Segment Start: Passage provided
I was inspired today. There was someone who is on my facebook friend’s list who posted that she was experiencing a panic/anxiety attack while she was at work and had no medication to help her get it under control. While we were talking back and forth I mentioned that I had been thinking of blogging about what a panic attack is like from the perspective of the person having it. Her response was that I “should do that, because not many people understand”
I can only describe what a panic attack is like from my perspective. I will do the best I can to make sure it is a well thought out and coherent description, but sometimes it is difficult to put some panic attack symptoms into words. My panic attacks may or may not be like someone else’s, however, I am sure there are some common elements in everyone’s panic attacks.
Something may happen that causes me extra stress, or it could be that I am worrying too much about something. It could be nothing at all. It does not have to be a huge earth shattering event to start me moving toward a panic attack.
Usually, my panic attacks start off gradually. I start feeling some extra stress. Without really paying attention to what I am doing I start rubbing my hands together, or taking deeps breaths and letting them out with a sighing sounds.
As the attack starts building up, I begin to feel a gnawing in my stomach. The thoughts in my head start racing. I cannot concentrate on any one thing. Very often I become very silent. Because my thoughts are racing, I have a hard time putting sentences together. I can try to distract myself, reading, cross stitching, crochet, but it is impossible to concentrate on those things as well. There is a deep seated fear in my gut, that seems to give fuel to the panic attack.
As the fear fuels the panic attack, I start experiencing stronger physical symptoms. My heart begins to beat rapidly, not as fast as it will get, but definitely much faster than usual. My breathing begins to become more rapid and it feels like I am close to not being able to get enough air in my body. The gnawing feeling in my stomach gives way to burning pain. There are times when I have to urinate more frequently, or even start having diarrhea as a result of the panic attack.
As my heart begins to pick up more speed and my breathing becomes worse, the panic becomes worse. I usually begin to cry. The only thing I can focus on is the fear, panic and a feeling that the physical symptoms will cause me to die.
Segment End: Passage provided
Segment Start: Provided records
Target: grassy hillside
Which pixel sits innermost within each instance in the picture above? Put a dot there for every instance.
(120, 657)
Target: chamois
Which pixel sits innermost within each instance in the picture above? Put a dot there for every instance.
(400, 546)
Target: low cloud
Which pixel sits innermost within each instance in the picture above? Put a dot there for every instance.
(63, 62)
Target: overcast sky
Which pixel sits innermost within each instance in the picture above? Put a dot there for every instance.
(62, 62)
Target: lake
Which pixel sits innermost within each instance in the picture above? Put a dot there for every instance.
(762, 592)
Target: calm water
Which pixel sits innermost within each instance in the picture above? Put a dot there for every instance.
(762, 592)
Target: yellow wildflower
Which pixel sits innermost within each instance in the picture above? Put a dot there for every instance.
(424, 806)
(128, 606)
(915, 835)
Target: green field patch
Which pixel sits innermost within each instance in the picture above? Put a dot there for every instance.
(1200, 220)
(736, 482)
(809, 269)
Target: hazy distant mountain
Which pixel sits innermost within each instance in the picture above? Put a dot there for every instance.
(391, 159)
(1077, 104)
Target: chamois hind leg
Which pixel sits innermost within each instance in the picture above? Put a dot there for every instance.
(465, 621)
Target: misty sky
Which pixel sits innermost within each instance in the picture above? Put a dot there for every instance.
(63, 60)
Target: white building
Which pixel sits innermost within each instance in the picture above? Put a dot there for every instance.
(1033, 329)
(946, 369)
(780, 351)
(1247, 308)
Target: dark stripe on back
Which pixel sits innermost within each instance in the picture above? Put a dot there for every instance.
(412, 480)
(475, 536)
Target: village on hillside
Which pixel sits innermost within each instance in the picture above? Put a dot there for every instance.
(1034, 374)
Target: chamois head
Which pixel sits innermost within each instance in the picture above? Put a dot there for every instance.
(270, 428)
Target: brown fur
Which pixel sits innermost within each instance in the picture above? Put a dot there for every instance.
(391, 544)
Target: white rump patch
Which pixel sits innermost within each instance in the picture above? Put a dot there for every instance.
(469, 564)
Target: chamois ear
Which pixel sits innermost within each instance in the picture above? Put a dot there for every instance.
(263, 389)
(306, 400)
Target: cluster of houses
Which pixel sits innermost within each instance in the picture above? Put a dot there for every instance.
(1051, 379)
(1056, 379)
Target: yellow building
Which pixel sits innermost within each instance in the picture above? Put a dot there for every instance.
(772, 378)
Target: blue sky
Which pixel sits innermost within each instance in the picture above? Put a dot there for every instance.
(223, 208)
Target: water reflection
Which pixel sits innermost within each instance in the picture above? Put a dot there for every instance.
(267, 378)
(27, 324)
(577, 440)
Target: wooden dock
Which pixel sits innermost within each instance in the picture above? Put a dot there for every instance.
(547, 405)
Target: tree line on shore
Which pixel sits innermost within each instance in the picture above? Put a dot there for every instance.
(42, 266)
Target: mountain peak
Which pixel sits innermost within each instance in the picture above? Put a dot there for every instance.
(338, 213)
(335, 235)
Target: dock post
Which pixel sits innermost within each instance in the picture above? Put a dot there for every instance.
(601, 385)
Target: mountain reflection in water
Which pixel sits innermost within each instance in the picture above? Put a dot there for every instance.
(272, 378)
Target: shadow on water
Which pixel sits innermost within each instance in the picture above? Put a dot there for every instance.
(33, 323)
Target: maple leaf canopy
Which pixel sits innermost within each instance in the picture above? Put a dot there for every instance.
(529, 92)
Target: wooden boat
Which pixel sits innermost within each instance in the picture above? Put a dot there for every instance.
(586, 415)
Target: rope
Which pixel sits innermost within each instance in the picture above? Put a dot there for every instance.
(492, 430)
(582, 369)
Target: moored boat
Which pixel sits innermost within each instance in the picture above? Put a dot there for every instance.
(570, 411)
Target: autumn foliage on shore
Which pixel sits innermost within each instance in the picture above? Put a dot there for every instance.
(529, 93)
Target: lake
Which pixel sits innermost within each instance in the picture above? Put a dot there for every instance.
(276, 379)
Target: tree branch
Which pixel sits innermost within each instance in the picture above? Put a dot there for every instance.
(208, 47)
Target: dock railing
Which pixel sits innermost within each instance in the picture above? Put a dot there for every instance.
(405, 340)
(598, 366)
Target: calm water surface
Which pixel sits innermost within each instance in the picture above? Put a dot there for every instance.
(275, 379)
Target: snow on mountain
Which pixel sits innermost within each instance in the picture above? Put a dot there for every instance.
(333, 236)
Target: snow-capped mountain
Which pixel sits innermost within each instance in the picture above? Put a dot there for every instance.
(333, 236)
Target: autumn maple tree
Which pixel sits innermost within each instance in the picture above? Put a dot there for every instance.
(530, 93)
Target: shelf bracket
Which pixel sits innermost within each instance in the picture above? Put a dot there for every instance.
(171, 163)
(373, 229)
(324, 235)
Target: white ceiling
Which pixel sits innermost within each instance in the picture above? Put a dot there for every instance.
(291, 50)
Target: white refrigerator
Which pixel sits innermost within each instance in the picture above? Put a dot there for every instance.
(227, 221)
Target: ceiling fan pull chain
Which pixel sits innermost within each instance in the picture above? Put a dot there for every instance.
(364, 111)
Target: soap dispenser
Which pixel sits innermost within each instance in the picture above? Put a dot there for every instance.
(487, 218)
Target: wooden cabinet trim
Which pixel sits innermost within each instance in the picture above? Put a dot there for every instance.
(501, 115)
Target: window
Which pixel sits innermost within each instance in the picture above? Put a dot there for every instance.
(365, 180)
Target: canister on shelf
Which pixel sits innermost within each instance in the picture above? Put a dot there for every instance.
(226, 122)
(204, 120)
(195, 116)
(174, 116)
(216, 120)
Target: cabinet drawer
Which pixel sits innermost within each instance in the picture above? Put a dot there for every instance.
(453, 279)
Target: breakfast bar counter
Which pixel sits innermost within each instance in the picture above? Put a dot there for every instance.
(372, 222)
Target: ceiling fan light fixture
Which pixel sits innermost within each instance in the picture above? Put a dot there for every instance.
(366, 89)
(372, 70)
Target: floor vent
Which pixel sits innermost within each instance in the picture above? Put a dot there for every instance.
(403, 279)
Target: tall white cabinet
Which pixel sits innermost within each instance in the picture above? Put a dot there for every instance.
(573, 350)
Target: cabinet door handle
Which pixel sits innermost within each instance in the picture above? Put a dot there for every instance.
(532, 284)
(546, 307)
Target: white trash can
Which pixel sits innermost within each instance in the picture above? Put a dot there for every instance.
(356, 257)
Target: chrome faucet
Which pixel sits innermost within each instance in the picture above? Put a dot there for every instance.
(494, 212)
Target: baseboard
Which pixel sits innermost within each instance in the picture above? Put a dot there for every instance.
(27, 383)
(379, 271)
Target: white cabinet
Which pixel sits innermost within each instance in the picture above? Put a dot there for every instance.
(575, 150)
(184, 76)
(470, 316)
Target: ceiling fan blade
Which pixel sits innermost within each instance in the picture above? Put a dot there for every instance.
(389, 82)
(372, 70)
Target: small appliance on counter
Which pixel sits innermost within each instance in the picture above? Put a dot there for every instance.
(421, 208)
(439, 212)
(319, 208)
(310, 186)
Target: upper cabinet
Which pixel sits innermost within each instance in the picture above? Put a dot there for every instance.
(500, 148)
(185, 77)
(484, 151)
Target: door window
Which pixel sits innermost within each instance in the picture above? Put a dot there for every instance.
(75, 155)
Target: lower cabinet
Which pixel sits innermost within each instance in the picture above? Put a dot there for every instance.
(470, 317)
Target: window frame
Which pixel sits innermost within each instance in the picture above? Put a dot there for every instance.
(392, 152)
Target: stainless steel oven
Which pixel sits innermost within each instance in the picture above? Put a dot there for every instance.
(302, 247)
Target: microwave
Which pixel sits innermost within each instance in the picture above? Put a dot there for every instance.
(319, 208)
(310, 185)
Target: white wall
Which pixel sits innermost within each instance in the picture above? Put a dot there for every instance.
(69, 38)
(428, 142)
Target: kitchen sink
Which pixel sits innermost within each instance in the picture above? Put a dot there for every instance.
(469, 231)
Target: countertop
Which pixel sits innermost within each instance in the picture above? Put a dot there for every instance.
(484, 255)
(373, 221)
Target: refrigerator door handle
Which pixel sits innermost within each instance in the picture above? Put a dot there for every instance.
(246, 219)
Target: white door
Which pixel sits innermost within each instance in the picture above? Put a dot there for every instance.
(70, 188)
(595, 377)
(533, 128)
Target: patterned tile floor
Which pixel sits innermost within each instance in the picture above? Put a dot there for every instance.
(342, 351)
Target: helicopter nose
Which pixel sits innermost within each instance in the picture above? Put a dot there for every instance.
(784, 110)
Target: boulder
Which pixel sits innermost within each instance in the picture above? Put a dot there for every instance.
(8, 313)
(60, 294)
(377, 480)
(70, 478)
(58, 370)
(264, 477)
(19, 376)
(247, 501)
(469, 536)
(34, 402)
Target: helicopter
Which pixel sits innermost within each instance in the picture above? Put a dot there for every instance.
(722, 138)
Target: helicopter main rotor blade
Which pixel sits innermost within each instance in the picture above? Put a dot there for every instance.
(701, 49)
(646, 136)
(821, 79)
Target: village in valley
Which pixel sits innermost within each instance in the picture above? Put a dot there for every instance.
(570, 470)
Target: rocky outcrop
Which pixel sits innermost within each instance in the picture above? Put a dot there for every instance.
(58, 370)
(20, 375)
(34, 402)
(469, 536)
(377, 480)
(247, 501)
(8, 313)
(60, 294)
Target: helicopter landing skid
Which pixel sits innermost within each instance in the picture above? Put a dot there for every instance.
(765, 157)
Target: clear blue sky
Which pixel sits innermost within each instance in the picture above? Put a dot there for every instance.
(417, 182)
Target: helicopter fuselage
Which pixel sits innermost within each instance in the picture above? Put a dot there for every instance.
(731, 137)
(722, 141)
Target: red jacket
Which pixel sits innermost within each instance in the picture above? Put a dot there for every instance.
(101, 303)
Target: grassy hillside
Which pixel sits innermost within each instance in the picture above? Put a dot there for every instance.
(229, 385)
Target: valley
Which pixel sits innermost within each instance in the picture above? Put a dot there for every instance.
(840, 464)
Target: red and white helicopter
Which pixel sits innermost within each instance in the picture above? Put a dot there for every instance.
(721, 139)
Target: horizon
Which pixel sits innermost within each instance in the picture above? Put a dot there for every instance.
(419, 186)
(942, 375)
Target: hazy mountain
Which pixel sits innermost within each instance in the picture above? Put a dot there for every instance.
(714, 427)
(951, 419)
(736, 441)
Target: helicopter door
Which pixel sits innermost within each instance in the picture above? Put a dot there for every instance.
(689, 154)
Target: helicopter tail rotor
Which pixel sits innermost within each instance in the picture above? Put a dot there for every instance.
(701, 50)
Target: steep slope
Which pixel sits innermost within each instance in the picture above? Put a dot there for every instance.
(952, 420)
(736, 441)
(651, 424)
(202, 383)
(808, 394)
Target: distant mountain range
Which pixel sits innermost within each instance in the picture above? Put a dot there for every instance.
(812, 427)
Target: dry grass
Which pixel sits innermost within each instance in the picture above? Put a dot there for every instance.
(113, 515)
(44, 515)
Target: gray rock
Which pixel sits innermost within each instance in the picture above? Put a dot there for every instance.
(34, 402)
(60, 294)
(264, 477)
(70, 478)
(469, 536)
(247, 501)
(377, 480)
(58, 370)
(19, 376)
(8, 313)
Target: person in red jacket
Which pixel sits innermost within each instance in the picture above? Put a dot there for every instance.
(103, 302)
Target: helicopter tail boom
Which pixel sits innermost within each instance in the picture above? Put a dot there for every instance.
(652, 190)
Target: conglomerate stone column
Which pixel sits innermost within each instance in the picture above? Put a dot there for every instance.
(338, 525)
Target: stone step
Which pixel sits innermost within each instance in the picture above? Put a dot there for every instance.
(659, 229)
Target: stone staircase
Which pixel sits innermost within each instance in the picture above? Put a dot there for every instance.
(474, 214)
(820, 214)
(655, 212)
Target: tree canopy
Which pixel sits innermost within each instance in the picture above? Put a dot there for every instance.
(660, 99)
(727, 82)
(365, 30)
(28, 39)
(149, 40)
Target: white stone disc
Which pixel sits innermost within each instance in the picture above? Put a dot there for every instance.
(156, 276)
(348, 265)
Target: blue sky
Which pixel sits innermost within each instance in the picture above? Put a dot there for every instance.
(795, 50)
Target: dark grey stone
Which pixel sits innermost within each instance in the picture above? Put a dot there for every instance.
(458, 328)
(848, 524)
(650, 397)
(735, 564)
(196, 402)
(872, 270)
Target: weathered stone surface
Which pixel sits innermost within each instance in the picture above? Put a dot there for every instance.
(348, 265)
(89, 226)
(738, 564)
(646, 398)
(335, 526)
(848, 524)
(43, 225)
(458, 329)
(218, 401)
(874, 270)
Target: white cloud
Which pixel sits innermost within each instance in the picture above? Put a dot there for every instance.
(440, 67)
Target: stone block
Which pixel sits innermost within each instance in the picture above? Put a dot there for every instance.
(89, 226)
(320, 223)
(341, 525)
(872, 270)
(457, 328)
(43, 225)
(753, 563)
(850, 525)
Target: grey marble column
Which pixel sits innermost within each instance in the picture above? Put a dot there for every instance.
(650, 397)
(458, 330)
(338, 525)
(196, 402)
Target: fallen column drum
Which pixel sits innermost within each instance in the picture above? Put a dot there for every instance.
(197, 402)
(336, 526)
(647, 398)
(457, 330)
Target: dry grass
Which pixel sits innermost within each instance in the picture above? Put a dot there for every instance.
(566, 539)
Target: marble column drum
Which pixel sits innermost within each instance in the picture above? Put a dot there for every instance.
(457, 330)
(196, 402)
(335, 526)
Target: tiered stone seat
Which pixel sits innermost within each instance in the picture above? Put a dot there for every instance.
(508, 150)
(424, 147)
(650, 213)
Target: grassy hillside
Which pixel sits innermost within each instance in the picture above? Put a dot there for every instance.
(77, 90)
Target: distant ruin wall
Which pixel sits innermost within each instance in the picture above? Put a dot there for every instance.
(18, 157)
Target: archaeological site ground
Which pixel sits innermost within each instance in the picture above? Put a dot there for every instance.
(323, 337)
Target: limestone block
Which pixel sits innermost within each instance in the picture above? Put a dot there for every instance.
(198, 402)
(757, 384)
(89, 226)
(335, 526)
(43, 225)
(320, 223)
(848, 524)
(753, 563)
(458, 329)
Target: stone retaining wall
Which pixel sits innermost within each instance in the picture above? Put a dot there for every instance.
Segment End: Provided records
*The task:* Continue the first-person account of a panic attack, picking up after its last sentence and keeping its voice and style.

*Expected output:*
I cannot catch my breath and my chest begins to hurt. My heart is pounding so hard and so fast that each time it pounds it hurts. My breathing is fast and now has a distinct wheeze to it. I am sweating profusely because my body is working hard. The physical symptoms have manifested to a point where they have triggered an asthma attack. At this point I “know” I am going to die. I feel that bad. The burning pain in my stomach has increased ten fold. I have to use my rescue inhaler because of the asthma attack, and the abuterol in it causes me to start shaking allover, adding to my misery.
Finally,there comes a point where I feel like I cannot sit up anymore. There is not a part of my body that is not aching. I feel that if something does not change very quickly, I will die. My head is hurting and I feel light headed. Walking is almost impossible to do. If I am around people I will go hide somewhere, I am embarrassed and do not want others to see me like this. If I am at home I will crawl into bed. I am full of fear and panic. I want nothing more than for this to end.
If I am at home and I can make it into bed, I will pull the covers over my head, which is comforting to me. I will lay there feeling my chest hurt, trying to catch my breath, and trying to let go of the fear that I am going to die. Gradually, everything starts slowing down and the fear and panic begin to seep away. Finally, out of sheer exhaustion I will fall asleep.
If I am not alone, I stay hidden until I can pull myself together. It takes a while, to get everything to slow down and to let go of the fear and panic. Usually, despite my efforts to be alone, someone will find me. If it is my husband, he will know that the best thing for me is to be alone. If it is someone else, they can usually figure out that something is wrong. With good intentions, they usually try and stay and “help” me, not really understanding that I need to be alone so that the panic attack can run its natural course. I try very hard to concentrate on slowing my breathing, and my heart rate. The fear and panic are still there. Eventually, the physical symptoms begin to subside, but mentally, my mind is still in panic attack mode.
At least with the physical symptoms easing off, some of my fear and panic start easing away. My mind is still racing though. I am usually silent and do not engage anyone in conversation. It is easier to pretend that everything is OK if I stay silent. I am worn out, wishing I was at home in my bed. As soon as possible, I will go home, change into pajamas and climb into bed, where the last of the panic and fear can go away.
Now that I take Effexor, which is an anti-depressant and an anti-anxiety medication, it is rare for me to have a full blown panic attack. If I do start to have a panic attack, I have some extra anti-anxiety medication, vistiril, that starts working in about fifteen minutes. It heads off a panic attack before it can become too intense. Every once in a while, I will have a panic attack that does not respond to medication. Those panic attacks are usually triggered by an immense amount of stress.